#### Prompt A:
Determine whether each statement below agrees with the article about The New Republic. Answer yes or no for each, quoting the deciding words of the article exactly. (i) The magazine was founded in November 1914. (ii) Nearly all of the senior staff resigned during the first week of December 2014. (iii) The magazine attracted a wide readership.
#### Prompt B:
Reproduce the passage of the article about The New Republic between "The New Republic was" and "survival was threatened.", inclusive, substituting "schooner" for "frigate".
#### Prompt C:
Answer these questions using the article about The New Republic.
(i) Whose forced departure as editor led the senior staff to resign?
(ii) What symbol appears on the magazine's masthead?
(iii) What share of the names on the editorial masthead did the publication lose in one day?

#### Source:

The Wreck of The New Republic – How Not to Run a Turnaround
The economist Joseph Schumpeter famously argued that the central feature of capitalism was “creative destruction”. Last month the destructive aspects were on full view in the wreck of the 100-year-old magazine The New Republic (TNR). In the first week of December 2014, a month after the celebration of its centenary, almost the entire senior staff resigned in response to the forced departure of the magazine’s respected editor, Frank Foer. In one day the publication lost two-thirds of the names on its editorial masthead.
The New Republic was founded in November 1914 by leaders of the American Progressive Movement and backed financially by a Whitney heiress and her wealthy husband. Over the years, under its masthead symbol of a square-rigged frigate, it has attempted to tack and jibe between the ancient menaces of Scylla and Charybdis. That is, it tried to find a way between “left” and the “right” in many, perhaps most of the instances of that polarity: tradition and progress, liberal and conservative, rural and urban, agrarian and industrial, arts and sciences, community and individual and so on and on. The result was an often scintillating publication, but with a limited readership. TNR lived perpetually on the edge of financial catastrophe, which was staved off only by philanthropic support. Even then, there were regularly crises, when the magazine’s very survival was threatened.

#### Given data:
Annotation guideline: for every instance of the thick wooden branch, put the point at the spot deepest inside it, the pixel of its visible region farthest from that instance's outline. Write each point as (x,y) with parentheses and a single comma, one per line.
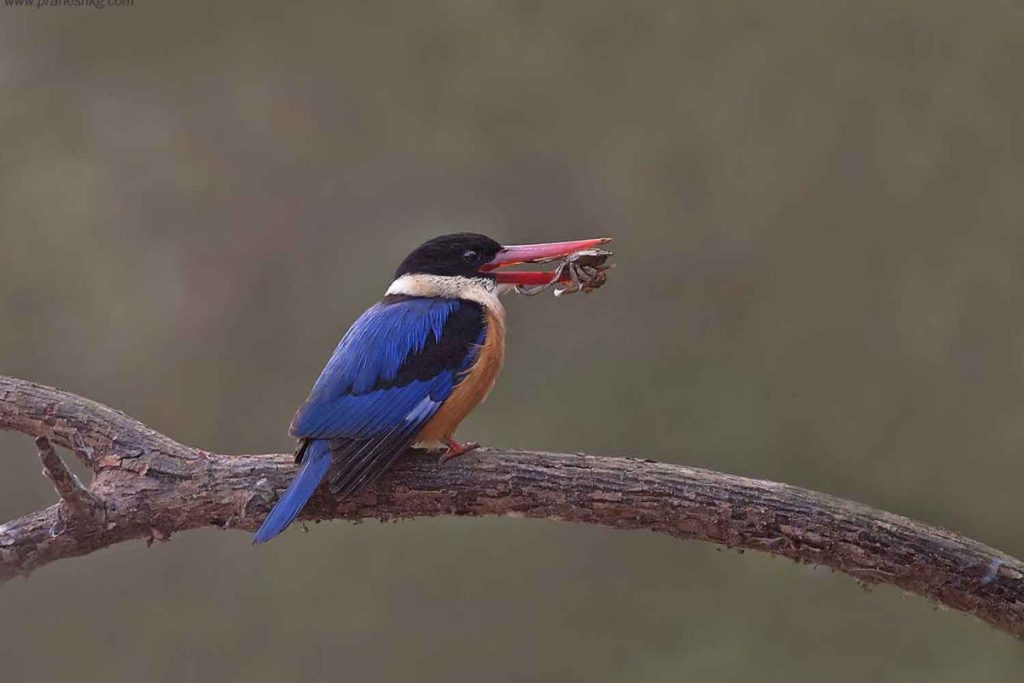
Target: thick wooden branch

#### Correct answer A:
(i) Yes: "The New Republic was founded in November 1914 by leaders of the American Progressive Movement"
(ii) Yes: "In the first week of December 2014, a month after the celebration of its centenary, almost the entire senior staff resigned"
(iii) No: "The result was an often scintillating publication, but with a limited readership."

#### Correct answer B:
The New Republic was founded in November 1914 by leaders of the American Progressive Movement and backed financially by a Whitney heiress and her wealthy husband. Over the years, under its masthead symbol of a square-rigged schooner, it has attempted to tack and jibe between the ancient menaces of Scylla and Charybdis. That is, it tried to find a way between “left” and the “right” in many, perhaps most of the instances of that polarity: tradition and progress, liberal and conservative, rural and urban, agrarian and industrial, arts and sciences, community and individual and so on and on. The result was an often scintillating publication, but with a limited readership. TNR lived perpetually on the edge of financial catastrophe, which was staved off only by philanthropic support. Even then, there were regularly crises, when the magazine’s very survival was threatened.

#### Correct answer C:
(i) Frank Foer
(ii) A square-rigged frigate
(iii) Two-thirds